++++ EXTRAIT FOURNI

La puissance paternelle. — La famille, aux Ve et IVe siècles, avait moins changé, en apparence du moins, que la société Sa constitution fondamentale, reposant sur la puissance paternelle, était toujours la même. Elle procédait de l’idée antique de la supériorité de l’homme sur la femme. Le chef de famille détient donc une autorité qui, en principe, est à peu prés absolue, bien qu’en fait elle soit de plus en plus limitée, à Athènes sui tout, par le progrès des mœurs. Il a le droit de commander à sa femme, à ses enfants, à ses serviteurs. Il est le maître à qui toute la maison doit obéissance ; il règle, comme il l’entend, l’administration de son bien, les occupations et les obligations de chacun ; rien ne se fait chez lui sans sa permission. Sa femme n’a de liberté que celle qu’il autorise. S’il lui plait de la répudier, une déclaration devant témoins lui suffit, et il la renvoie, à la seule condition de rembourser la dot qu’il a reçue. Quant à ses enfants, il lui appartient de décider, au moment de leur naissance, s’il lui convient de les élever ; ils n’ont le droit de vivre que s’il y consent. Lorsqu’ils auront grandi, il gardera toujours celui de les exclure de sa famille par la procédure de l’expulsion (apokéryxis). Tels sont du moins ses pouvoirs légaux. Comment étaient-ils exercés ordinairement ? A Athènes, en tout cas, nous avons bien des raisons de croire qu’ils ne l’étaient guère. Les témoignages ne nous manquent pas qui nous font voir, dès le Ve siècle, des maris, comme le Strepsiade des Nuées d’Aristophane, cédant aux fantaisies de luxe et de grandeur de leur femme et singulièrement indulgents pour leurs enfants. La comédie du IVe siècle nous en dit plus encore sui ce point.

++++++++

• **ÉNONCÉ**:
D'après l'extrait :
1. Que suffit-il au chef de famille pour répudier sa femme, et à quelle seule condition ?
2. Quel nom porte la procédure qui lui permet d'exclure de sa famille ses enfants devenus grands ?
3. Quel personnage de quelle comédie d'Aristophane est cité comme exemple de mari cédant aux fantaisies de sa femme ?

++++ DONNÉES AFFICHÉES

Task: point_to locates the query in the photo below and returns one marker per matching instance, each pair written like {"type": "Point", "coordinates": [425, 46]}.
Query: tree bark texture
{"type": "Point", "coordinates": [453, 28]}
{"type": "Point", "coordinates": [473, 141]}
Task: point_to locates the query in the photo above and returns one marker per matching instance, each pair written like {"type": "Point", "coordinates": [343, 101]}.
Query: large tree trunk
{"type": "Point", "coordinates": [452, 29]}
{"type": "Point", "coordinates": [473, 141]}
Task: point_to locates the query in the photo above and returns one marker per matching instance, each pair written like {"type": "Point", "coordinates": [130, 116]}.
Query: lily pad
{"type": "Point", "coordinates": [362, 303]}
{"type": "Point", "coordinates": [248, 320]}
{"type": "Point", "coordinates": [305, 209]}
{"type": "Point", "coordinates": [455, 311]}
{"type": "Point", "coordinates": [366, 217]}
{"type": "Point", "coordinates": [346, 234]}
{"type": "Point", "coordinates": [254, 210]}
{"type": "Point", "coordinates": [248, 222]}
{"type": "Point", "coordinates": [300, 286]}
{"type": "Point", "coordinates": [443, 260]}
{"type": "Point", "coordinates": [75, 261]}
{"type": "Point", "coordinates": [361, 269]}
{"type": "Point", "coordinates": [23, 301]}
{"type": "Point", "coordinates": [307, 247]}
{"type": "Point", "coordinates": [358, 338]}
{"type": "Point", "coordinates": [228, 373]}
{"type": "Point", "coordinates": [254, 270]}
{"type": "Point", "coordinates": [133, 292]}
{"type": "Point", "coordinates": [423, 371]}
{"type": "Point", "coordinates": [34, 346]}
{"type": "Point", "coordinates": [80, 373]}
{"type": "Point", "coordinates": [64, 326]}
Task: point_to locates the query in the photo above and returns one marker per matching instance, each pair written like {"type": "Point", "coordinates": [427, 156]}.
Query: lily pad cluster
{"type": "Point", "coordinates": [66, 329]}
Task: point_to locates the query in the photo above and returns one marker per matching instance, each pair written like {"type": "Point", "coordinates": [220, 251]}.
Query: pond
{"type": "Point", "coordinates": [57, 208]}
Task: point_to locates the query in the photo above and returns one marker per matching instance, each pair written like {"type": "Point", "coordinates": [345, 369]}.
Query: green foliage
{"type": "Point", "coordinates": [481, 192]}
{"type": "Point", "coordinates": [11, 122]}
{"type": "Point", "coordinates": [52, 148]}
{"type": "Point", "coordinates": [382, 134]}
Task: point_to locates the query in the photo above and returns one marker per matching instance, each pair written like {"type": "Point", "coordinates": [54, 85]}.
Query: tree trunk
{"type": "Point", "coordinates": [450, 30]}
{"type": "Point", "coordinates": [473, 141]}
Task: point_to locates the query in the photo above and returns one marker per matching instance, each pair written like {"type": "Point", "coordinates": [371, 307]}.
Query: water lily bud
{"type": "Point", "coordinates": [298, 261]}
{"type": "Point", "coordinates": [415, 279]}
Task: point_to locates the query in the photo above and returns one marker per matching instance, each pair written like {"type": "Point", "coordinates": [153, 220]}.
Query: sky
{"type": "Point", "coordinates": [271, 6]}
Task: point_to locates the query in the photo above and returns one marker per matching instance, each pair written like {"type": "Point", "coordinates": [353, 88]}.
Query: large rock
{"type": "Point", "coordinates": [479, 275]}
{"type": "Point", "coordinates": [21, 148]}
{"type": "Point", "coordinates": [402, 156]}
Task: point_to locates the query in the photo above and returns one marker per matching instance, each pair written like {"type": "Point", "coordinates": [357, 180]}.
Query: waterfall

++++++++

• **CORRIGÉ DÉTAILLÉ**:
1. Une déclaration devant témoins lui suffit, à la seule condition de rembourser la dot qu'il a reçue.
2. La procédure de l'expulsion (apokéryxis).
3. Strepsiade, dans les Nuées.